• [To do]
Starting at the line that holds "Query: orange life jacket" and stopping at the line that holds "Query: man wearing camouflage uniform", restate the records below word for word, with both of those lines included.

Point-per-instance localization data
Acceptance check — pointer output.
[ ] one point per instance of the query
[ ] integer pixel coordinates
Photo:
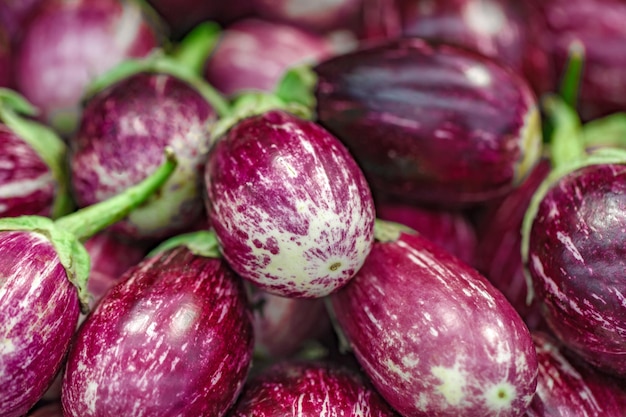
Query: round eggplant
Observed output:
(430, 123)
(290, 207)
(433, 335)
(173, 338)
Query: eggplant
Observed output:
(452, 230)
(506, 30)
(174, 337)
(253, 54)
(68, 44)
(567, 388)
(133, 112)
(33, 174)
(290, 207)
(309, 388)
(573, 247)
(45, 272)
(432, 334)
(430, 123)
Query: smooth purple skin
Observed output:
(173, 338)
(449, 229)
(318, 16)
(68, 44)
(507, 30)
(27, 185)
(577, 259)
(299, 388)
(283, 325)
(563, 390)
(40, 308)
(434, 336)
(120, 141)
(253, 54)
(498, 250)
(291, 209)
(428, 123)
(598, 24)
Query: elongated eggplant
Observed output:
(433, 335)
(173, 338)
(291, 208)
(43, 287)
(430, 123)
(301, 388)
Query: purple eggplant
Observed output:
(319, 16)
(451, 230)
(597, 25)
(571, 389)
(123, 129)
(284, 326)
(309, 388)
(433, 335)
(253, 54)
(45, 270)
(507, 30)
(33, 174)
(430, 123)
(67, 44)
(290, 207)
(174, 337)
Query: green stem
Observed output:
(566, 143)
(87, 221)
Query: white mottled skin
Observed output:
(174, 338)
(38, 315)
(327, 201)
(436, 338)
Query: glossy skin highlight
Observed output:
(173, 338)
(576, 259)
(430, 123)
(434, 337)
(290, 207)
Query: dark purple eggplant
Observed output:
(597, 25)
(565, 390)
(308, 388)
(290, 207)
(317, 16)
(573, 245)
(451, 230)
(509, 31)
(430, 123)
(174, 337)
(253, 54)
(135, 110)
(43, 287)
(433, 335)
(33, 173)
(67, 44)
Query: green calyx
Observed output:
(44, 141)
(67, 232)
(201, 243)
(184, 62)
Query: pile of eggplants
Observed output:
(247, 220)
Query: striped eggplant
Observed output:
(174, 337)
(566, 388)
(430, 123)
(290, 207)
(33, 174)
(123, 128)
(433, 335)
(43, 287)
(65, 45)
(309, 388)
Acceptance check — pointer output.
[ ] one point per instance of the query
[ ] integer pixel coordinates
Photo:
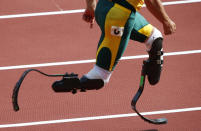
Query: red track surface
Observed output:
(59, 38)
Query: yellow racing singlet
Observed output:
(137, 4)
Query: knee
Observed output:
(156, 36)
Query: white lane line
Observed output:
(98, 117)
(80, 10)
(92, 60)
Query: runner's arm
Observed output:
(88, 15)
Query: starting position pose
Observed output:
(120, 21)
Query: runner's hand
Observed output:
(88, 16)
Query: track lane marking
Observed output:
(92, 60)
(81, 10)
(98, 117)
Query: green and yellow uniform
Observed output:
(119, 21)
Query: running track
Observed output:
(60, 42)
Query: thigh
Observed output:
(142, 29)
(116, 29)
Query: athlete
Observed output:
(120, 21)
...
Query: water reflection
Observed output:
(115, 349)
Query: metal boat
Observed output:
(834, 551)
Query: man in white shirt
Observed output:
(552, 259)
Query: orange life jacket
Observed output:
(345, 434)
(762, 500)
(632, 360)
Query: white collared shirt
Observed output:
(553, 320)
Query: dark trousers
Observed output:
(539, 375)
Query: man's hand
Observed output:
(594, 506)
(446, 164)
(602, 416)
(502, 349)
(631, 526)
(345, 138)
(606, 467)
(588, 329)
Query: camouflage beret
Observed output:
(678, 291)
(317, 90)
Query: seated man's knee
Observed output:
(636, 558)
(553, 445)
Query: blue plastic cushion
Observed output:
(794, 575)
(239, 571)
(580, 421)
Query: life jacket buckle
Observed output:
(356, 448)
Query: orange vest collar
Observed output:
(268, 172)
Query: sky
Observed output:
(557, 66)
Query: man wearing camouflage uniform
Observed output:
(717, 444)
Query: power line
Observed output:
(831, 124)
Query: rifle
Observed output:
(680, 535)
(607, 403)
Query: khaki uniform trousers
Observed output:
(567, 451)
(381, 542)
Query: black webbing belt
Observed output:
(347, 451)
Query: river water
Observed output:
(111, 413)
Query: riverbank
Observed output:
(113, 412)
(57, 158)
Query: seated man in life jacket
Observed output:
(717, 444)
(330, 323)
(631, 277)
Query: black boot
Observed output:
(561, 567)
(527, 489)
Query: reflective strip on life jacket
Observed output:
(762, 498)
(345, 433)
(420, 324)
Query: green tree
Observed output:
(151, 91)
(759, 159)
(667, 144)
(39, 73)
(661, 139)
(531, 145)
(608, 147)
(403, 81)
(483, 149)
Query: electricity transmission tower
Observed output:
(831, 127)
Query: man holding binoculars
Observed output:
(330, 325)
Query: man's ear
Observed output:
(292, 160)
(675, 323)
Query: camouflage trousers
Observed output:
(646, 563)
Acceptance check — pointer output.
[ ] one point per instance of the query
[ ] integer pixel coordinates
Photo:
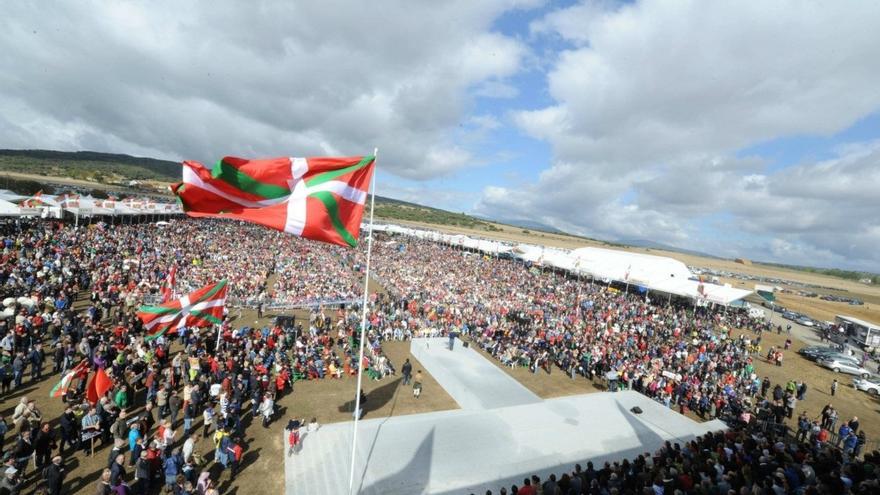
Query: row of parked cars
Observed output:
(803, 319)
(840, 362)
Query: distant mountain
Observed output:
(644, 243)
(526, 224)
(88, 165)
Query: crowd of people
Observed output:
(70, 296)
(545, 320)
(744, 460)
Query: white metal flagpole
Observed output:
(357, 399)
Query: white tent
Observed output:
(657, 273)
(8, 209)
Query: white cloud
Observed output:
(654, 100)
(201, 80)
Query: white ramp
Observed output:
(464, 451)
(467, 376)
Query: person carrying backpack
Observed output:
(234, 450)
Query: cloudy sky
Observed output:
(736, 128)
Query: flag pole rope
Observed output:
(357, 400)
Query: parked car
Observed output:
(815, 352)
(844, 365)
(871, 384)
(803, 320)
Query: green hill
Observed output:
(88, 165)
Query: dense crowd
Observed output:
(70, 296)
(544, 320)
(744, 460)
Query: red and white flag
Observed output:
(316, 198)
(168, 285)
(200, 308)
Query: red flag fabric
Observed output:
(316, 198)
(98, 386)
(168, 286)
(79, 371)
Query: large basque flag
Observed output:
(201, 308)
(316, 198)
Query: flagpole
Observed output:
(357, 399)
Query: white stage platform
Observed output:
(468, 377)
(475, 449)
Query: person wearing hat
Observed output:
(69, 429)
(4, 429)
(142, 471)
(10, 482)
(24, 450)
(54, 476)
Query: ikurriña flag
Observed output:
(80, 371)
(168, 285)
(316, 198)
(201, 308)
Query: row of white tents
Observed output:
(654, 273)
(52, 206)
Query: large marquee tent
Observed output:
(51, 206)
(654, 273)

• [Task result]
Query: orange life jacket
Observed output:
(345, 434)
(762, 500)
(632, 360)
Query: white collared shirt
Observed output:
(553, 320)
Query: dark trousers
Observed output:
(539, 375)
Query: man's hand
Observed output:
(594, 506)
(446, 164)
(602, 416)
(502, 349)
(631, 526)
(345, 138)
(606, 467)
(588, 329)
Query: camouflage beret
Observed output:
(678, 291)
(317, 90)
Query: seated man's knee
Observed output:
(636, 558)
(553, 445)
Query: blue plastic cushion
Observed output:
(794, 575)
(239, 571)
(580, 421)
Query: life jacket buckle
Observed output:
(356, 448)
Query: orange vest collar
Observed output:
(268, 172)
Query: sky
Observed output:
(557, 66)
Query: man wearing camouflage uniform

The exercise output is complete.